▶ Aim: Please reproduce the listing below line for line, without changing anything.

▶ Input for this task:
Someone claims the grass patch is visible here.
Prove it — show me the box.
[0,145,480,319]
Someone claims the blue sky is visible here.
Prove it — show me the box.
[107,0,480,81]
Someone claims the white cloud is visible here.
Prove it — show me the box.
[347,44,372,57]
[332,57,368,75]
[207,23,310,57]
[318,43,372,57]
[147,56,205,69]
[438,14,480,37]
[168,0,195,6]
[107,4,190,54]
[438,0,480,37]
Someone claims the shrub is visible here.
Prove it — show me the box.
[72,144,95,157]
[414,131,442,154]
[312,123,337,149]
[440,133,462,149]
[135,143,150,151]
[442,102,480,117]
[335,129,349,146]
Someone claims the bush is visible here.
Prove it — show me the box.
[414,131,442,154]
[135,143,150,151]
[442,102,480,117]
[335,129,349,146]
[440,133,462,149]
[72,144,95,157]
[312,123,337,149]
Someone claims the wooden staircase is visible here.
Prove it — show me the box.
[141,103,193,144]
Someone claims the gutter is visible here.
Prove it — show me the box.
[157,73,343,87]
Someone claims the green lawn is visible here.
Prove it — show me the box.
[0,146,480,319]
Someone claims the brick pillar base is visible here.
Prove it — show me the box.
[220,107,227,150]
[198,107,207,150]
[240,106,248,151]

▶ Answer to this task:
Someone claims the grass patch is visible here.
Prove it — show me the box.
[0,145,480,319]
Someone claims the blue sky is visible here.
Prove it — show me the box.
[107,0,480,81]
Someone claims the white cloud is visible here.
Prove it — show me the box.
[347,44,372,57]
[332,57,368,75]
[207,23,310,57]
[318,43,372,57]
[147,56,205,69]
[438,14,480,37]
[168,0,195,6]
[107,4,190,54]
[438,0,480,37]
Someone claims the shrub is visible here.
Prove it — show me the box.
[72,144,95,157]
[414,131,442,154]
[312,123,337,149]
[440,133,462,149]
[135,143,150,151]
[442,102,480,117]
[335,129,349,146]
Someone claims the bush is visible here.
Prove it — show me the box.
[414,131,442,154]
[135,143,150,151]
[442,102,480,117]
[335,129,349,146]
[440,133,462,149]
[72,144,95,157]
[312,123,337,149]
Someone claims the wooden staircase is visible here.
Prove it — show me the box.
[141,103,193,144]
Someone claims the gutter is visible here.
Prove it — show me the box.
[157,73,343,87]
Someone claims the green lawn is visible here.
Prove it — show me the box.
[0,146,480,319]
Someone claims the brick pillar base is visible here.
Prove it — show me the box.
[220,107,227,150]
[198,107,207,150]
[240,106,248,151]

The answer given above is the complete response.